Your objective: Each entry is to be retyped exactly as it stands.

[Data extracted from a collection]
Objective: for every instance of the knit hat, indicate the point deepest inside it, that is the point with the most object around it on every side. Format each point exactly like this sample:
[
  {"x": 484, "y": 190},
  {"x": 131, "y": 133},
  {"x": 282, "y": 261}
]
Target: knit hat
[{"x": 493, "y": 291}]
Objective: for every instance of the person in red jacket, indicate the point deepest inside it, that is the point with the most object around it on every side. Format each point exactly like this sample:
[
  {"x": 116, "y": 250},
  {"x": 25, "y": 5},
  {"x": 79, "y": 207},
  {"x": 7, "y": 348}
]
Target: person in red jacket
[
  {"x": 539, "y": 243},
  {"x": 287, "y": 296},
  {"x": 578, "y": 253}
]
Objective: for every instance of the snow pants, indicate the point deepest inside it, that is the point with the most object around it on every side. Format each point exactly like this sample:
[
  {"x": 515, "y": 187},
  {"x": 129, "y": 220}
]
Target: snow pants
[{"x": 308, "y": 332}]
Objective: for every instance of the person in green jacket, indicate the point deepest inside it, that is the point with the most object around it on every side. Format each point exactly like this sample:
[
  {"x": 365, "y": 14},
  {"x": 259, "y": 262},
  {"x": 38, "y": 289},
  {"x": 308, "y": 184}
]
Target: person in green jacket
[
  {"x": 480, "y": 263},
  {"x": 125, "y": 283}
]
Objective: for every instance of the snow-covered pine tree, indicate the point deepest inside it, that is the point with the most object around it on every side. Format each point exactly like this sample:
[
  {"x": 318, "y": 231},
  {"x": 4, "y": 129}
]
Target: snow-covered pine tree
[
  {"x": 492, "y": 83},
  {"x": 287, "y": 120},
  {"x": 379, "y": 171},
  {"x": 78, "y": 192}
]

Finished task:
Objective: for every instance of the knit hat, indicate the point deepest inside it, that is the point with the most object around it on every side. Format each point exactly like this sample:
[
  {"x": 484, "y": 190},
  {"x": 131, "y": 133},
  {"x": 282, "y": 261}
]
Target: knit hat
[{"x": 493, "y": 291}]
Objective: for every instance of the person in red jacket, indicate the point deepest inside it, that is the point with the most object around it on every side. Format each point exactly like this sample:
[
  {"x": 116, "y": 250},
  {"x": 25, "y": 5},
  {"x": 79, "y": 207},
  {"x": 7, "y": 348}
]
Target: person in red jacket
[
  {"x": 539, "y": 243},
  {"x": 287, "y": 296},
  {"x": 578, "y": 253}
]
Objective: for every instance of the snow pants, indicate the point deepest inside it, that is the point with the most object around it on every side. Format each point exactly like this sample:
[
  {"x": 515, "y": 187},
  {"x": 129, "y": 220}
]
Target: snow pants
[{"x": 308, "y": 332}]
Objective: for every instance of the person in green jacket, indicate the point deepest inside it, that is the point with the most object around it on every side. Format each point exactly like this sample:
[
  {"x": 365, "y": 14},
  {"x": 259, "y": 262},
  {"x": 38, "y": 289},
  {"x": 308, "y": 184}
]
Target: person in green jacket
[
  {"x": 480, "y": 263},
  {"x": 125, "y": 283}
]
Objective: for every instance of the snow-covered pine tree, indicate the point deepest inside it, that is the point with the most object around it on every side. Format each point exactly like this sample:
[
  {"x": 318, "y": 231},
  {"x": 4, "y": 129}
]
Target: snow-covered pine tree
[
  {"x": 492, "y": 83},
  {"x": 287, "y": 120},
  {"x": 379, "y": 171},
  {"x": 78, "y": 192}
]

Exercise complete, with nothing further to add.